Extract provided:
• • • • • • •

The Broadband Silk Road

After a century of marginalisation, Central Asia transit routes are once again taking centre stage. City Business Magazine editor Eric Collins investigates the nature of the historical Silk Road, and asks why China is unveiling a new version for the 21st century.

A romanticised early 20th century vision of the Silk Road – The Bazaar in Samarkand, by Alexei Vladimirovich Issupoff, showing a Kazakh couple arriving by camel
Photo Courtesy of Sphinx Fine Art, London

Sinuously the Silk Road flows from ancient times down to the present. From China through the Taklamakan Desert to Samarkand at its centre, through the grassland steppe of Central Asia to the shores of the Mediterranean, it helped pioneer globalisation. Romantically we imagine spices, silks, perfumes and precious stones wending their way by camel between China and Europe. But what was the nature of this Road? Who and what travelled along it and in what direction? Was it just confined to goods? Or did ideas make the journey as well? How Broadband was this historical Silk Road? And how does it relate to its latter-day successor, the recent China development policy initiative, One Belt One Road (OBOR)?

Geographically, the Silk Road was certainly broadband. The original term for the Road coined by the late 19th century German explorer Ferdinand von Richthofen, "Seidenstraßen", was in the plural: "Silk Roads". So it is more accurate to think of a network fanning out in many directions, rather than a single route. It travelled through an astonishingly diverse range of landscapes; travelling westwards from Xi'an it traversed the Gansu corridor, before reaching the oasis town of Dunhuang. Further west travellers had to decide whether to circumnavigate the Taklamakan Desert to the north or south in the frontier lands of Xinjiang, before converging at Kashgar. The routes then split again, one reaching southwards over the Karakorum highway into present day Pakistan, others fanning out over the grasslands of Central Asia; Persia, Mesopotamia, Russia and onwards to the Mediterranean and Europe.

A wall painting from the Chinese Temple Shrine, Penang, Malaysia, showing one of the ships of Admiral Zheng He. In the 15th century, China became increasingly interested in the wider world, exploring the Indian Ocean and the coast of Africa
© RM Encyclopedia © Corbis

An ancient road

The Silk Road has been around for a long time: In the 3rd century BCE, Alexander the Great travelled along it from Greece as far as Samarkand, before turning southwards into India. In 138 BCE the Chinese Emperor Wudi of the Han Dynasty opened up the north west by sending the famous mission of Zhang Qian as far west as the Kingdom of Dayuan, beyond Kashgar. Sogdians and Chinese at either end of the eastern Silk Road exchanged numerous trade and diplomatic missions in the 6th century. At various times different peoples vied for supremacy over parts of the route: Tibetans from the south, Mongolians from the north, Chinese from the east and Arabs from the west sought influence in the 7th and 8th centuries. Genghis Khan waged an almost unstoppable programme of conquest, and emerged as the undisputed master of the Mongolian steppes by the early 13th century. Mongol influence caused disruptions as far west as Krakow in Poland, in Baghdad, and in the north of China and encouraged the growth of maritime trade before the age of the Portuguese seaborne empire. Some of these voyages are well known such as Admiral Zheng He's early 15th century exploration of the Indian Ocean and the coast of East Africa. The overland Silk Road fell into relative disuse after the Ottoman Empire boycotted trade with the West in 1453. By that time the maritime route pioneered by the Chinese, the Portuguese, and later the Dutch and the British was coming into ascendancy.

• • • • • • •

Recorded data

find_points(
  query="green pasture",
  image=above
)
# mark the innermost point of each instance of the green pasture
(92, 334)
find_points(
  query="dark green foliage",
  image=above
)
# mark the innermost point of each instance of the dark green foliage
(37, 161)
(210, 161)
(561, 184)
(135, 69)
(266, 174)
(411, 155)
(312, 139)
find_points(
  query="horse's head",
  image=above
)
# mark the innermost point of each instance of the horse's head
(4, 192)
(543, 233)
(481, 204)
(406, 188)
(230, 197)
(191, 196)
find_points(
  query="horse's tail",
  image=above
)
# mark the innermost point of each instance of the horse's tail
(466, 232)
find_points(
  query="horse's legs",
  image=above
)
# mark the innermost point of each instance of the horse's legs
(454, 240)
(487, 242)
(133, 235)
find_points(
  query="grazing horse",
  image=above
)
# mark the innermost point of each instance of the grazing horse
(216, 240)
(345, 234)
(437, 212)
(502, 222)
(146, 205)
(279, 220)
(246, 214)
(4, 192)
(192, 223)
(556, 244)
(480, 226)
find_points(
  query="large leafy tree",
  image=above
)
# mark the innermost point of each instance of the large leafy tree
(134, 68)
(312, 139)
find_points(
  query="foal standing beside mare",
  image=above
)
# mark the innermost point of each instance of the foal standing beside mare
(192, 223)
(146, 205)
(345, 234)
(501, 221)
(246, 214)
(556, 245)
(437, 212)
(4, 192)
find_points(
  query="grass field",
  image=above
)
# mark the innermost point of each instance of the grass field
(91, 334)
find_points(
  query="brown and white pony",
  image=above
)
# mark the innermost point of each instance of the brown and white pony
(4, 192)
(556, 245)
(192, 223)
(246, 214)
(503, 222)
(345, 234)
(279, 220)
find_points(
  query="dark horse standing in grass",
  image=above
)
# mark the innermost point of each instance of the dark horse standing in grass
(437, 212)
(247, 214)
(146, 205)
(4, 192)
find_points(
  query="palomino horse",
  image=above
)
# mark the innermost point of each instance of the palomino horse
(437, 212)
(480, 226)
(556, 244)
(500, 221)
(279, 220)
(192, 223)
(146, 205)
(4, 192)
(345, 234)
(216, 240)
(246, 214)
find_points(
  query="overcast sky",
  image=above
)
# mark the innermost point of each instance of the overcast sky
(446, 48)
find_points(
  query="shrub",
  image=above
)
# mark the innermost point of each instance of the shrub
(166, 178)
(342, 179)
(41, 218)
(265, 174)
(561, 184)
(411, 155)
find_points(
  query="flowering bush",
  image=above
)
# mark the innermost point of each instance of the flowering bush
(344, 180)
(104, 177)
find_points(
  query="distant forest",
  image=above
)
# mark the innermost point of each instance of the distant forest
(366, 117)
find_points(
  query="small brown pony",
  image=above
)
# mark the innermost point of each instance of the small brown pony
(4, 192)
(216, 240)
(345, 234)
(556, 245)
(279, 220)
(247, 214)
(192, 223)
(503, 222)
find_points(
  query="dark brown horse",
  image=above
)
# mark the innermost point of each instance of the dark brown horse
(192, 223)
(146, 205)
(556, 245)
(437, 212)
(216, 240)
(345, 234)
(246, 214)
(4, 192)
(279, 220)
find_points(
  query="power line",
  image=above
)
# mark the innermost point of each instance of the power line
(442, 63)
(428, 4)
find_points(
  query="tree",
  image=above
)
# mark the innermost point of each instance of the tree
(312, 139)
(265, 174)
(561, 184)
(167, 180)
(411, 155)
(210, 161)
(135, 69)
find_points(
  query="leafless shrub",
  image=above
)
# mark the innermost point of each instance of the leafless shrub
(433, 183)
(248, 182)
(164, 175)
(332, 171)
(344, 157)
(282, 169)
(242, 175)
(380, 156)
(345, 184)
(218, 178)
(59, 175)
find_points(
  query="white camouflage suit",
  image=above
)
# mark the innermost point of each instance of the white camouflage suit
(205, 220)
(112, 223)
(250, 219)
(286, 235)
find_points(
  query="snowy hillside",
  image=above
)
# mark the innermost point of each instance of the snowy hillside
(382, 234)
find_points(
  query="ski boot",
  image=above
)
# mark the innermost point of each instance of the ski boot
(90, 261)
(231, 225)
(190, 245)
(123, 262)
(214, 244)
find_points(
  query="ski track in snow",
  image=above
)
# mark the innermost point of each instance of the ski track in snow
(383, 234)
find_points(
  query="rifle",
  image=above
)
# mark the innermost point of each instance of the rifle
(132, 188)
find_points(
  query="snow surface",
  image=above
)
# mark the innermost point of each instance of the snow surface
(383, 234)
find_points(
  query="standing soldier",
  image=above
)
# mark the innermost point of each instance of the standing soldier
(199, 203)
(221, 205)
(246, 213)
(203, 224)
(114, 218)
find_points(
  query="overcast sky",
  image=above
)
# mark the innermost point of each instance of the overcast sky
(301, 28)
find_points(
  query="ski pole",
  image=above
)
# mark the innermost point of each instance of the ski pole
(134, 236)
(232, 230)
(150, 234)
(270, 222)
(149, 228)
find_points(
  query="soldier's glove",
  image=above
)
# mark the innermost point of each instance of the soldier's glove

• • • • • • •

To do:
a - Find each line in the rows that contains the word "foal", and copy those lines.
b - Go on with the Silk Road article from the point where it stops.
The article and the rows have nothing to do with each other.

Responses to the exercise:
a -
  query="foal standing beside mare",
# mark the innermost point of each instance of the foal standing beside mare

b -
The Mongols swept across Asia with astonishing speed. Genghis Khan emerged as the undisputed master of the Mongolian steppes in the 13th century
© Bibliothèque nationale de France

Goods and gifts

Not all trade along the Silk Road was global, much of it being local and subsistence in nature. And it was not really a "Silk Road": most of the silks found in Ancient Rome were from the Byzantine Empire, not East Asia. Silk did however travel along the Road but primarily as a currency, rather than as finished goods exported from China to Europe. There was a massive transfer of wealth to the north west frontier of Tang Dynasty China, as payment for the soldiers stationed in these distant regions, and this was paid for in bolts of silk which was the currency of choice. In this region the Silk Road was a string of oasis towns, and between these was traded more basic goods such as wheat, flour, aromatic spices, sugar and brass.1

The Silk Road was also well known for carrying "official" gifts. Horses from the grass lands of Central Asia were much sought after in China, partly because they roamed free and were stronger than their smaller Chinese counterparts. The "heavenly horses" from the Ferghana valley in Uzbekistan were the most highly prized. As Jared Diamond has noted, it is relatively easy for plants and animals to spread along a line of latitude.2 And there are multiple examples of successful migration: Apples from the steppe belt in Russia spread in both directions, oranges from China to the Mediterranean world; and grapes to China.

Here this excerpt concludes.